Reproduce the data below line by line, from its first line to the line with "# test: identify the woman's", both included, and nothing past that point.

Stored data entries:
##########
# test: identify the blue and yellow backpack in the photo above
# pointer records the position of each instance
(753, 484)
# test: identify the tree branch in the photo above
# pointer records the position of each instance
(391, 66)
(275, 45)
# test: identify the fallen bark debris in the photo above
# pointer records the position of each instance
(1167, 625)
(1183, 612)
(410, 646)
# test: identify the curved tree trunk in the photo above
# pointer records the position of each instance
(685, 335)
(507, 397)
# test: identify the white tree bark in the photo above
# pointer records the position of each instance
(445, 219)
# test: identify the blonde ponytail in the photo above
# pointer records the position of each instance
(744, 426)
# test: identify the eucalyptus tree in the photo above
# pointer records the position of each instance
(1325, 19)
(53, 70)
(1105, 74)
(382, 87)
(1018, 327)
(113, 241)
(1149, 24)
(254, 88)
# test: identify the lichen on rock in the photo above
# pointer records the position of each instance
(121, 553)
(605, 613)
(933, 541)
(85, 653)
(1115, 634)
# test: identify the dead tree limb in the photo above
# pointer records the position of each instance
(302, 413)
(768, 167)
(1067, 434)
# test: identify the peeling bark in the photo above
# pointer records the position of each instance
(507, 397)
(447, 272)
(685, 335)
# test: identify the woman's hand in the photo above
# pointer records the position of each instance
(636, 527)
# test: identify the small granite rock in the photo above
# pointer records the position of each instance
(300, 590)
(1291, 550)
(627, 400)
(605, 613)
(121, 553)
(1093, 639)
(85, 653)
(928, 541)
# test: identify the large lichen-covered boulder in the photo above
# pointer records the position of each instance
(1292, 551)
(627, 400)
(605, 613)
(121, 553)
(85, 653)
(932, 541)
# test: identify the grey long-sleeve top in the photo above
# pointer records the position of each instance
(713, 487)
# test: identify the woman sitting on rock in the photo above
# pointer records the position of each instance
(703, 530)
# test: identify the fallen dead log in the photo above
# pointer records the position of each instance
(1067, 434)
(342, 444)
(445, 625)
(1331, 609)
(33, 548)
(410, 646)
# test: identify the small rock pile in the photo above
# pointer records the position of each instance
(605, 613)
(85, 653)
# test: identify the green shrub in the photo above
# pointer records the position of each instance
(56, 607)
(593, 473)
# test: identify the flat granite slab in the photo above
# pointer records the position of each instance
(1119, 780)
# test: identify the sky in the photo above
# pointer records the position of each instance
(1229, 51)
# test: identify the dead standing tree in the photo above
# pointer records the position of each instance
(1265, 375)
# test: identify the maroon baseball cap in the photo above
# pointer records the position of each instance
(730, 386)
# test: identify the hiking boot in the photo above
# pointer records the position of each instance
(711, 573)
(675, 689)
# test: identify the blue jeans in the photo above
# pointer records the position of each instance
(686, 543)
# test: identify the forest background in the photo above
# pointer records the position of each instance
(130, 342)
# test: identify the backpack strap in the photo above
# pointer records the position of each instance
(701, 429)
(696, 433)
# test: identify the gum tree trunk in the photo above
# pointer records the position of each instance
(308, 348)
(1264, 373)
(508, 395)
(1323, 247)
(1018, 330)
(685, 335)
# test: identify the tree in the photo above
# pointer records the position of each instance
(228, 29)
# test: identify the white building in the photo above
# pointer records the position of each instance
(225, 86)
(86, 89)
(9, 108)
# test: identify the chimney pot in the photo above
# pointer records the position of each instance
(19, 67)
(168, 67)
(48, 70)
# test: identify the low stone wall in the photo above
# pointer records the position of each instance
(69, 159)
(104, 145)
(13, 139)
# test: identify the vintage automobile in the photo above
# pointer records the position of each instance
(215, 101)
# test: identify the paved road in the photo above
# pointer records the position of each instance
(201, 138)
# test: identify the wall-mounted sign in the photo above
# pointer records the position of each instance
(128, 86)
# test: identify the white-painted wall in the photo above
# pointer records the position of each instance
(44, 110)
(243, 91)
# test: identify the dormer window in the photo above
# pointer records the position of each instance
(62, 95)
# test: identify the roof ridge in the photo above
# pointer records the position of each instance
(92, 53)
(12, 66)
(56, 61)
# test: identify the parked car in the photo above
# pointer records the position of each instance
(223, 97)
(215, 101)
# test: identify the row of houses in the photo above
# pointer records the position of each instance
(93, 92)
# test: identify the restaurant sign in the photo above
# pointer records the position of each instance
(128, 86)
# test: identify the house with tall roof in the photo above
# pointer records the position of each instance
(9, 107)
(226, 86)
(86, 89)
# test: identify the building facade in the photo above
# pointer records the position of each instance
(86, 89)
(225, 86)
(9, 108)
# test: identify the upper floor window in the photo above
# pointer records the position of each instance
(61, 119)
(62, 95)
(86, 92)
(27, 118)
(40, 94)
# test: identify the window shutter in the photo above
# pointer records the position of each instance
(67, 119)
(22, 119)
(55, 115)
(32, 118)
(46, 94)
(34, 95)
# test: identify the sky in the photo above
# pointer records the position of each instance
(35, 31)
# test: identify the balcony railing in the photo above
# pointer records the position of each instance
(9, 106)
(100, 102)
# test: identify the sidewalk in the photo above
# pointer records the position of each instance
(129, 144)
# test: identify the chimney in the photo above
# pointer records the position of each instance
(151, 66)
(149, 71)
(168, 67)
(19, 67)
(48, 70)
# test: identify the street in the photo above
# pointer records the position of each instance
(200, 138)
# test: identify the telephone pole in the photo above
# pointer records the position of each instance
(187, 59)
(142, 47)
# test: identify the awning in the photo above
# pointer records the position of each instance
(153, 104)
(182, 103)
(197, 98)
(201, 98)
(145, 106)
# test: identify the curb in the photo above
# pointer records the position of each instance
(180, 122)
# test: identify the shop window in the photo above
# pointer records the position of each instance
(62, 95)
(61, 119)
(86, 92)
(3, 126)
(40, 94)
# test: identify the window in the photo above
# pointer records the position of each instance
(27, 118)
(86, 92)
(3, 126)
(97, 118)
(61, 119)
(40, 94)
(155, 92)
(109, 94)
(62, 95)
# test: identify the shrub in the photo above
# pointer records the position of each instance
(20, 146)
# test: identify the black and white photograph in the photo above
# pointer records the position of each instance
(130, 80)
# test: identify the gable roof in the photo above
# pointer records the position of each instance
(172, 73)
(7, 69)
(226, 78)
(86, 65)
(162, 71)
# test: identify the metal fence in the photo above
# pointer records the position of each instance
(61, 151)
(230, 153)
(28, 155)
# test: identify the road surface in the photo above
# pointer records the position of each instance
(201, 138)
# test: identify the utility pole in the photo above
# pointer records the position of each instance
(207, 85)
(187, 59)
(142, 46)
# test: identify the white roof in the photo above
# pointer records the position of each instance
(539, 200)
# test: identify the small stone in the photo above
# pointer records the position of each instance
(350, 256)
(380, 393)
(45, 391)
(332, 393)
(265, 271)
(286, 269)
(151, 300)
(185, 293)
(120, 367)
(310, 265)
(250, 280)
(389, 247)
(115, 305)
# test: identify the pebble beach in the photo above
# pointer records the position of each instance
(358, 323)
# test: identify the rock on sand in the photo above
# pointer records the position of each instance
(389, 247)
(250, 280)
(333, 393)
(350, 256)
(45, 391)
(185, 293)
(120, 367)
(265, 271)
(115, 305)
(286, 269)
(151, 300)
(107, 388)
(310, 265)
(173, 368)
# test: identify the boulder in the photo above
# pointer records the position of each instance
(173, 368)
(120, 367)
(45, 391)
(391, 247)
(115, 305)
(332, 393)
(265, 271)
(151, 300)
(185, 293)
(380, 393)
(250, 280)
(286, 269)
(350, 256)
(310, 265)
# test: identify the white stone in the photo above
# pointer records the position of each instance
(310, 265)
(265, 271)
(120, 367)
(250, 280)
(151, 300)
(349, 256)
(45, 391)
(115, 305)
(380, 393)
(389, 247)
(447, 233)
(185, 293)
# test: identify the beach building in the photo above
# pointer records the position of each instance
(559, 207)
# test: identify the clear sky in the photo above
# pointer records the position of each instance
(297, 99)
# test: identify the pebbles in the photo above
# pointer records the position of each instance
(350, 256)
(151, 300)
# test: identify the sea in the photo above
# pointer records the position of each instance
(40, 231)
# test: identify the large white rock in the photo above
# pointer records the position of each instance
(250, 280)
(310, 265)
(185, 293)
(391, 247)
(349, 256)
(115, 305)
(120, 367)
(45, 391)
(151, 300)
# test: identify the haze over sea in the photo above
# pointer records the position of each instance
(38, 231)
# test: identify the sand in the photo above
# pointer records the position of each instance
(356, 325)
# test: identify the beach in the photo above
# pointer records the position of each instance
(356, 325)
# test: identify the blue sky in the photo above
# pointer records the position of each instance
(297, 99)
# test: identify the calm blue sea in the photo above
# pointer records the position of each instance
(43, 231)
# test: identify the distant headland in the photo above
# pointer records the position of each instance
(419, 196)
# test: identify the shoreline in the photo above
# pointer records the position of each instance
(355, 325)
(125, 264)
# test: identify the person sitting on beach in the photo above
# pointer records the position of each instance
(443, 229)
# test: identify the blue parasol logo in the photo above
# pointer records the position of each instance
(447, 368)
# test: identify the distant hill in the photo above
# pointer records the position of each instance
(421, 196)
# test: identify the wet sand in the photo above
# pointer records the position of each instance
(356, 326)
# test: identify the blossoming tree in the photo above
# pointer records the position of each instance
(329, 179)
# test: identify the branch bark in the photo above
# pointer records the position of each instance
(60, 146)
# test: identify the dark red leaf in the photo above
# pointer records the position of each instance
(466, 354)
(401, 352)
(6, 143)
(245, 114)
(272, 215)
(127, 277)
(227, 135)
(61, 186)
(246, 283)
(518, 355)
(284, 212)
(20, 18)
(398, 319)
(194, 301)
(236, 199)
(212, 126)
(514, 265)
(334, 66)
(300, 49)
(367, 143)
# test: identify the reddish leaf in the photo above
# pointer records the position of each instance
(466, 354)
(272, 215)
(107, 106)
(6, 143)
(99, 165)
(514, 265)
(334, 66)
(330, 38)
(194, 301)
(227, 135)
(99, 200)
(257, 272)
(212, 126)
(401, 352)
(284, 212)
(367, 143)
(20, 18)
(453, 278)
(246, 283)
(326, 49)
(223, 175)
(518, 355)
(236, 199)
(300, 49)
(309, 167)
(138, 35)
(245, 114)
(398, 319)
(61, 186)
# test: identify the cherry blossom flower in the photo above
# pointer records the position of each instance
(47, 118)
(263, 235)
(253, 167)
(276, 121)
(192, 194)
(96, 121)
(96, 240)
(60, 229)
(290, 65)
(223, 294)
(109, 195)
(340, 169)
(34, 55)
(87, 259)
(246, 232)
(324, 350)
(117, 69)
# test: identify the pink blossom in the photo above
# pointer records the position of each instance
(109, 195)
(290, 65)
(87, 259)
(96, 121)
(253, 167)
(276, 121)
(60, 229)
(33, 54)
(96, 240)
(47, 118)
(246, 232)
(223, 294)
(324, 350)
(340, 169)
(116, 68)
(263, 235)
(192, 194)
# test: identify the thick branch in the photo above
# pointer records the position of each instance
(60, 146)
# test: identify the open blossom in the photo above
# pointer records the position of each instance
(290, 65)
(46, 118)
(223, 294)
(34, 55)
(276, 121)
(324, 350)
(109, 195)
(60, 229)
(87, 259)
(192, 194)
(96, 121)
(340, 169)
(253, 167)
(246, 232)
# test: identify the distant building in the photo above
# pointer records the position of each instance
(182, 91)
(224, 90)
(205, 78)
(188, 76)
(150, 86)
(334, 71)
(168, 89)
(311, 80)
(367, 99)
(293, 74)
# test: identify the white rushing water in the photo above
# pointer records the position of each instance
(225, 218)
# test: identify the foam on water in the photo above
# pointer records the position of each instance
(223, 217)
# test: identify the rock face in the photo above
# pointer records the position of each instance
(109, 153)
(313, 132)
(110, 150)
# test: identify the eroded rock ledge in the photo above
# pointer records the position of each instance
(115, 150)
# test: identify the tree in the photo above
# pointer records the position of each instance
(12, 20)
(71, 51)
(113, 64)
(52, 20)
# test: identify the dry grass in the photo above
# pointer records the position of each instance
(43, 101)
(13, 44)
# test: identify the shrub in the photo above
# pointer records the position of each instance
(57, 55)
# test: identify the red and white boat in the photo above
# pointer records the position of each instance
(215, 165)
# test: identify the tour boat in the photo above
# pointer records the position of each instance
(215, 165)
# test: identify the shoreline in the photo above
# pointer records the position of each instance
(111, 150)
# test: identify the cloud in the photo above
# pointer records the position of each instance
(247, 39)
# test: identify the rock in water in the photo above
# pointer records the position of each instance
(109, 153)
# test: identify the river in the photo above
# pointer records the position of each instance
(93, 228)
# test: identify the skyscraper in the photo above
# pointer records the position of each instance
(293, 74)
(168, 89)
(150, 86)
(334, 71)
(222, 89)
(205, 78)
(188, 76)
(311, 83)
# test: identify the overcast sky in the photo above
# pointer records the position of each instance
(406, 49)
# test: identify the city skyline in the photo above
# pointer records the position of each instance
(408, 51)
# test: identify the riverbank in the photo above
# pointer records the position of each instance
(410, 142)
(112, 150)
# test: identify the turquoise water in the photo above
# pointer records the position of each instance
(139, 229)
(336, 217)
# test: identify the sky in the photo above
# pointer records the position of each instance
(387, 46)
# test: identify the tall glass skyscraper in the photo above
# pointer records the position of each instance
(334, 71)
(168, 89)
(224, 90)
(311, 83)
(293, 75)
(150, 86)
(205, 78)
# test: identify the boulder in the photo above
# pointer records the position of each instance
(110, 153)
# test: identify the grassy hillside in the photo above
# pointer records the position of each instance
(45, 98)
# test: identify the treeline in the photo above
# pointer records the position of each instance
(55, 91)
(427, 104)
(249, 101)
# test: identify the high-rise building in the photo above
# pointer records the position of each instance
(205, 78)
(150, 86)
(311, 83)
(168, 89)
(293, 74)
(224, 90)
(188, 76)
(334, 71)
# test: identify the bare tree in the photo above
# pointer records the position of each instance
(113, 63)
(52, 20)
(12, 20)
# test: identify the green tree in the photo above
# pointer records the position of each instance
##########
Result for this task:
# test: identify the blue and yellow backpack in the photo above
# pointer records the position of each instance
(753, 484)
# test: identify the tree branch in the photo above
# pointer records the position of each instance
(391, 66)
(275, 45)
# test: identify the fallen bark debris in the photo above
# pointer records the position of each instance
(1167, 625)
(1183, 612)
(410, 646)
# test: identify the curved tree trunk in the photo above
# pointer records the position of each instance
(685, 335)
(507, 397)
# test: identify the white tree bark in the photo above
# pointer records the position of each instance
(445, 219)
# test: identify the blonde ponytail in the photo above
# pointer records the position of each instance
(744, 426)
# test: identify the eucalyptus tree in the photo above
# pointer records the position of each instance
(1325, 19)
(53, 70)
(1105, 74)
(382, 87)
(1018, 327)
(113, 241)
(1149, 24)
(254, 88)
# test: identify the lichen on rock in the photo above
# pointer records the position of each instance
(121, 553)
(605, 613)
(933, 541)
(85, 653)
(1115, 634)
# test: identify the dead tree limb in the photo above
# pointer records the position of each instance
(302, 413)
(768, 167)
(1067, 434)
# test: identify the peeling bark in the photo above
# pointer records the position of each instance
(507, 397)
(447, 272)
(685, 335)
# test: identify the woman's hand in the photo above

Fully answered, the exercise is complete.